EXERCISE 1
In the hand landmark notebook, return everything from "3. **Scale according" down to "to the wrist.".
EXERCISE 2
Answer these questions from the hand landmark notebook:
(a) Which two packages does the install command add?
(b) Which landmark is shifted to the origin during normalization?
(c) What distance does the scaling function use to normalize hand size?
EXERCISE 3
Summarize the hand landmark notebook in two sentences.

READING TEXT
══════

In [74]:
!pip install mediapipe opencv-python



In [75]:
import mediapipe as mp
import cv2
import numpy as np
import uuid
import os

# Hand Landmark Preprocessing Pipeline

This notebook cell contains a set of functions to **preprocess hand landmarks**.  
The preprocessing pipeline includes the following steps:

1. **Extract coordinates** – Convert each hand landmark into a flat array of `(x, y, z)` values.  
2. **Normalize wrist position** – Shift all landmarks so that the wrist (the first landmark) is at the origin `(0,0,0)`.  
3. **Scale according to hand size** – Adjust the landmarks so that hand size differences do not affect the analysis.  
4. **Normalize values** – Scale all coordinates to a fixed range (e.g., `[-1, 1]`) for consistent model input.

In [76]:
def normalize_landmarks(landmarks: np.ndarray) -> np.ndarray:
    """
    Shifts all landmarks so that the wrist (first landmark) is at the origin (0,0,0).

    Parameters:
        landmarks: np.ndarray of shape [NUM_LANDMARKS, 3]

    Returns:
        np.ndarray: Landmarks translated relative to the wrist.
    """
    landmarks = landmarks.copy()
    base = landmarks[0]  # [x, y, z] del primer landmark (muñeca)
    return landmarks - base


def scale_landmarks(landmarks: np.ndarray) -> np.ndarray:
    """
    Normalizes the scale of the hand landmarks based on the distance from wrist to middle finger MCP joint.

    Parameters:
        landmarks: np.ndarray de landmarks normalizados por la muñeca [NUM_LANDMARKS, 3]

    Returns:
        np.ndarray: Landmarks escalados a tamaño de mano consistente.

══════

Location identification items
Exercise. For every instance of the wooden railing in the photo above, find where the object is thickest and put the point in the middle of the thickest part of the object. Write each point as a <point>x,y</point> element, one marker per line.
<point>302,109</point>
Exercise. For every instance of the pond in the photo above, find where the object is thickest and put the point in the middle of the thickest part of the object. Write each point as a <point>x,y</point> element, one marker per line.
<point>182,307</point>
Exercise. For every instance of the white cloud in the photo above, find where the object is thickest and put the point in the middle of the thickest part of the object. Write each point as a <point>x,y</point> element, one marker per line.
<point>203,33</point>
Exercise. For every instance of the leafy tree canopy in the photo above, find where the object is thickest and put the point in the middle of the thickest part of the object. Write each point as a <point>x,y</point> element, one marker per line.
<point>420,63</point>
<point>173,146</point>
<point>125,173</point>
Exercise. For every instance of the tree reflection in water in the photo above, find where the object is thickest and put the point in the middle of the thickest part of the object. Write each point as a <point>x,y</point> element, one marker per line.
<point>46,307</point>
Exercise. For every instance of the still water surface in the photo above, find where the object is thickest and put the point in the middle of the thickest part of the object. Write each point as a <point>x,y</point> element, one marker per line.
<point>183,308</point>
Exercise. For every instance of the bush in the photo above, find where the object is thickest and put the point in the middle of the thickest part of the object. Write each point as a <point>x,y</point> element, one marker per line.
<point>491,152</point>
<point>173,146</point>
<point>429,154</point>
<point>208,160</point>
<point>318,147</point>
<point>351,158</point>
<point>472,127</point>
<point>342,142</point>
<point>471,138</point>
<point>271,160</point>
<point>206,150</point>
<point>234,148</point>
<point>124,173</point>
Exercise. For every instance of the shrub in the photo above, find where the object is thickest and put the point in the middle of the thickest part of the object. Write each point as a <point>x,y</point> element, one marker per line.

══════

FULL OUTPUT 1
3. **Scale according to hand size** – Adjust the landmarks so that hand size differences do not affect the analysis.  
4. **Normalize values** – Scale all coordinates to a fixed range (e.g., `[-1, 1]`) for consistent model input.

In [76]:
def normalize_landmarks(landmarks: np.ndarray) -> np.ndarray:
    """
    Shifts all landmarks so that the wrist (first landmark) is at the origin (0,0,0).

    Parameters:
        landmarks: np.ndarray of shape [NUM_LANDMARKS, 3]

    Returns:
        np.ndarray: Landmarks translated relative to the wrist.

FULL OUTPUT 2
(a) mediapipe and opencv-python
(b) The wrist, which is the first landmark
(c) The distance from the wrist to the middle finger MCP joint

FULL OUTPUT 3
The hand landmark notebook installs and imports MediaPipe, OpenCV, NumPy and other libraries, then outlines a four-step pipeline for preprocessing hand landmarks: extracting coordinates, moving the wrist to the origin, scaling by hand size, and normalizing values to a fixed range. It defines a function that shifts the landmarks so the wrist sits at (0,0,0), and it begins a second function that normalizes hand scale using the distance from the wrist to the middle finger MCP joint.